TASK TO COMPLETE — Could you gather every line in the records below that contains the string "snake" and copy each one out?

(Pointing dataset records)
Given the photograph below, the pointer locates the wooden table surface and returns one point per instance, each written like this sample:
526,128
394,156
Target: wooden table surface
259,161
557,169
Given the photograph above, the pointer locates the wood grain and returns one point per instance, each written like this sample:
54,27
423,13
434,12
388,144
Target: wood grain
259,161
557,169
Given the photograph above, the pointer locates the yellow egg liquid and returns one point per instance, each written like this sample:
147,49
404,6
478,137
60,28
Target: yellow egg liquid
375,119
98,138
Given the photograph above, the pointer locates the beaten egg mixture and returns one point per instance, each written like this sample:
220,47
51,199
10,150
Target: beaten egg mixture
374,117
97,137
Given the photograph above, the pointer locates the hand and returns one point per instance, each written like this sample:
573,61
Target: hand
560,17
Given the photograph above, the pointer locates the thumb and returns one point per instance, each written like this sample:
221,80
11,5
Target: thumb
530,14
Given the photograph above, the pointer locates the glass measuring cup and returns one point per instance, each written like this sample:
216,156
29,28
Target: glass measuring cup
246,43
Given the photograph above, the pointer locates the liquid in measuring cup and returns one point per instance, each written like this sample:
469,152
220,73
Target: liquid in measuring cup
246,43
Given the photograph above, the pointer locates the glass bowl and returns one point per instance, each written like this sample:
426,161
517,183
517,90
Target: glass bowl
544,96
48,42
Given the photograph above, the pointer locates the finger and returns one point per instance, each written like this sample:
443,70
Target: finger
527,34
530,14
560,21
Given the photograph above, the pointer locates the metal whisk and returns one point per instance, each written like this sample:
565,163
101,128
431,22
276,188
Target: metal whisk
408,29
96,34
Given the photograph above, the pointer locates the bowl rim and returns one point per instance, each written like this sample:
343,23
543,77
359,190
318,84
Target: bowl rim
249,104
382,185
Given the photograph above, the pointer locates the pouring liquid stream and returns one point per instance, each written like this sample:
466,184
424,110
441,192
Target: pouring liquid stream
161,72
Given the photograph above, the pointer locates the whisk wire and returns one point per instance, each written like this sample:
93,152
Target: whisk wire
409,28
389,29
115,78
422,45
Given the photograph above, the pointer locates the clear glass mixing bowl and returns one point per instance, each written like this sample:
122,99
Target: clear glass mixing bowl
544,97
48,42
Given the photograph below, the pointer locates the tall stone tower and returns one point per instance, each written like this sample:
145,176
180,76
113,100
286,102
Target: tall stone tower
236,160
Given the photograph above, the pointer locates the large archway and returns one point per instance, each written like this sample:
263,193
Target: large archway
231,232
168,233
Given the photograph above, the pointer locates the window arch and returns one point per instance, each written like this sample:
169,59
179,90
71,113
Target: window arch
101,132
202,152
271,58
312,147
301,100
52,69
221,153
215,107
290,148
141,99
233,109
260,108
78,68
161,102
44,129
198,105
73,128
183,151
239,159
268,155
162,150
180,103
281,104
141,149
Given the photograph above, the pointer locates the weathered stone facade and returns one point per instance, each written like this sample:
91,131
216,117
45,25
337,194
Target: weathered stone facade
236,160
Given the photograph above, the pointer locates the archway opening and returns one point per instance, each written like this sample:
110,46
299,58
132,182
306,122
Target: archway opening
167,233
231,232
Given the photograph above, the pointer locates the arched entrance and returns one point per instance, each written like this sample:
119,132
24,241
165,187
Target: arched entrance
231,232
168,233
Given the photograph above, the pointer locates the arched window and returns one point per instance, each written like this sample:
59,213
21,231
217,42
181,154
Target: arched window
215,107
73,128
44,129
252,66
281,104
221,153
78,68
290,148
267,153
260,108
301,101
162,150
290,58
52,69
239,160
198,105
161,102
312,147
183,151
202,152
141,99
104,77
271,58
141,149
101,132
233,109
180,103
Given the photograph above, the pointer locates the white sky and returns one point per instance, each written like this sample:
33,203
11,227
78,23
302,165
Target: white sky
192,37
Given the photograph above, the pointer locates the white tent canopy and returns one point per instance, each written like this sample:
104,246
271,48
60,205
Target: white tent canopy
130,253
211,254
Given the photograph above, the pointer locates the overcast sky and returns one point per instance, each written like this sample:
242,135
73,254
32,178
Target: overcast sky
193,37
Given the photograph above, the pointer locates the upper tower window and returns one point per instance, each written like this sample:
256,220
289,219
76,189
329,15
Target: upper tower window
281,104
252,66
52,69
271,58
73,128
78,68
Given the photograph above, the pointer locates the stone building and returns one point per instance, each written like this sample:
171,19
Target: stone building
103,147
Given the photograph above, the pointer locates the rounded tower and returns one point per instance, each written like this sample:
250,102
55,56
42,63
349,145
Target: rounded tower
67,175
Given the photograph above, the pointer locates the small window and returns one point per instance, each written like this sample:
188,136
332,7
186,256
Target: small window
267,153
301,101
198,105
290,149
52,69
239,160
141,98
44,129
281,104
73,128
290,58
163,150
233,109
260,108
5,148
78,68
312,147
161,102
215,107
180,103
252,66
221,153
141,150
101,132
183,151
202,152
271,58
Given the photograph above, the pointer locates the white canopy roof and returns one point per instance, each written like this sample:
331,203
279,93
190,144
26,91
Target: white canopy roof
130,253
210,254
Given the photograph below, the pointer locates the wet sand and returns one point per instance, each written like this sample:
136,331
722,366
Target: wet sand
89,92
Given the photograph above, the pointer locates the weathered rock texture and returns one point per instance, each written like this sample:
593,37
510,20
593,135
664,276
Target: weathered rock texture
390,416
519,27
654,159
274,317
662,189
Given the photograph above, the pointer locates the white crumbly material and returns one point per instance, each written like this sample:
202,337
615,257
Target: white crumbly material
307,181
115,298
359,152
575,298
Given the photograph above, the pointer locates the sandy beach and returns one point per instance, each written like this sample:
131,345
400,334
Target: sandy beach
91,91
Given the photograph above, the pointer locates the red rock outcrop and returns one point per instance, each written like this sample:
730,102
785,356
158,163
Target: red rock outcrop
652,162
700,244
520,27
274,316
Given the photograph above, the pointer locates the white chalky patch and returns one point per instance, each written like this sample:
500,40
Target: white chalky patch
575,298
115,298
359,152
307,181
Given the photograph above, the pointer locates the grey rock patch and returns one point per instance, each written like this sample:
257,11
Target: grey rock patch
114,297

==

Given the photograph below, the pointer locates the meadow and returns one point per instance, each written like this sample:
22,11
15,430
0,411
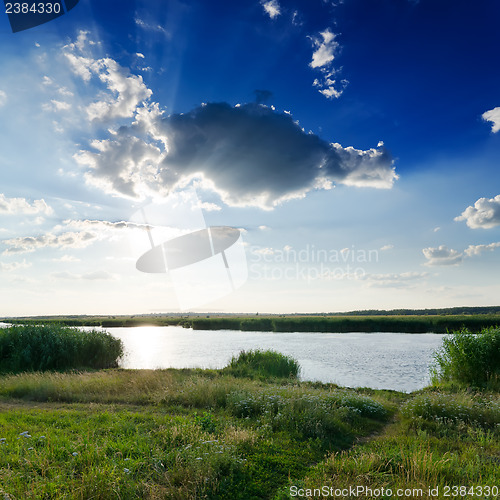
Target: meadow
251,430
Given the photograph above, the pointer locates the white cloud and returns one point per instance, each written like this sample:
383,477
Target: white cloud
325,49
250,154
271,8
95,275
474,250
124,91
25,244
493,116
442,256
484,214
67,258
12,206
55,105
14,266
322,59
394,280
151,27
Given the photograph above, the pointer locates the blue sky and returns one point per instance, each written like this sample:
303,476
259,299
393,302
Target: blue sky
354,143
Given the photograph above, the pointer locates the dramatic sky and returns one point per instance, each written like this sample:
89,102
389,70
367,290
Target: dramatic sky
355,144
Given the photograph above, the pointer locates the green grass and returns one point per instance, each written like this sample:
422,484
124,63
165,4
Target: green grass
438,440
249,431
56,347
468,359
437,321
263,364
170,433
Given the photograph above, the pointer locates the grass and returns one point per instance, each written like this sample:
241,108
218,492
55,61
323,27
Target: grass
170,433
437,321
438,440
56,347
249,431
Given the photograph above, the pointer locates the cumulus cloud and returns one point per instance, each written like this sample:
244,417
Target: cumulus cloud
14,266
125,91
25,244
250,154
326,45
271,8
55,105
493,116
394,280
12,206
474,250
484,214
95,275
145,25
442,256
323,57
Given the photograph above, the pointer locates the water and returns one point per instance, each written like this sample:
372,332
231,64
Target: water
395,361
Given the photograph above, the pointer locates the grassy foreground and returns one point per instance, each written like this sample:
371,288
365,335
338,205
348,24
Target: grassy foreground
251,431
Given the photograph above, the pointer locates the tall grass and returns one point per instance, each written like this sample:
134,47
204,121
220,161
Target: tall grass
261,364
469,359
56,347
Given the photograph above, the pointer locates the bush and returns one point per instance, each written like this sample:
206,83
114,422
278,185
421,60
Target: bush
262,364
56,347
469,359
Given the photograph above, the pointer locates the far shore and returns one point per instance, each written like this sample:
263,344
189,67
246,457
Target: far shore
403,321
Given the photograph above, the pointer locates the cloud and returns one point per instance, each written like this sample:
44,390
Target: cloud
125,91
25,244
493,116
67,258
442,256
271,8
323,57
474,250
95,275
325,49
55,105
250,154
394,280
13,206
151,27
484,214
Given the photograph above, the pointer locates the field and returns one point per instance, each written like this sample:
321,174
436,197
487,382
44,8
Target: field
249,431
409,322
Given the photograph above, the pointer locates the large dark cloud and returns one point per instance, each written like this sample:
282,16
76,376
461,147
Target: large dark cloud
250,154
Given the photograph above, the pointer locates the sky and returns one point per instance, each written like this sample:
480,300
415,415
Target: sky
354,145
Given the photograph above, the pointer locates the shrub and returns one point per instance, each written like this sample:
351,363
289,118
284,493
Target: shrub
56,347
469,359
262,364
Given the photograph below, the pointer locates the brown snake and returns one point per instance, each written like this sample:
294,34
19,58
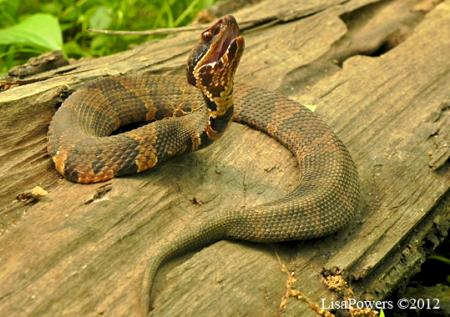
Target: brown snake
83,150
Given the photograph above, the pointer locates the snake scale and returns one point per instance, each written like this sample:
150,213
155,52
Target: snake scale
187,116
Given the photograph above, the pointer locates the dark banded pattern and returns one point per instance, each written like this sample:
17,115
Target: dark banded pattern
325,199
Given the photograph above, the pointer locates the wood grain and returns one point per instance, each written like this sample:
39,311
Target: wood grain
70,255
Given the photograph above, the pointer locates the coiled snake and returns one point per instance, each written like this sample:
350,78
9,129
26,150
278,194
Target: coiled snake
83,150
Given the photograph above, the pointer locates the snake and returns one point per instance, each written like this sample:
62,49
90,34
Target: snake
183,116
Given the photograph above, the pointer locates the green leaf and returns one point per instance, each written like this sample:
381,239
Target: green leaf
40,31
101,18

RESULT FOR THIS EXERCISE —
Given the photograph below, the pointer locates the brown snake and returns one point per instance, each written like this sample:
Target: brown snake
Given the photograph above, the pointer locates the snake scale and returns one point per instance, each written like this sample:
Target: snake scale
Given the photograph above, the pointer locates the coiled snake and returns one point per instance, each written like this sample:
Target: coiled snake
Given the photograph above, the pointer locates the snake and returns one point per instance, each written like this sample:
Target: snake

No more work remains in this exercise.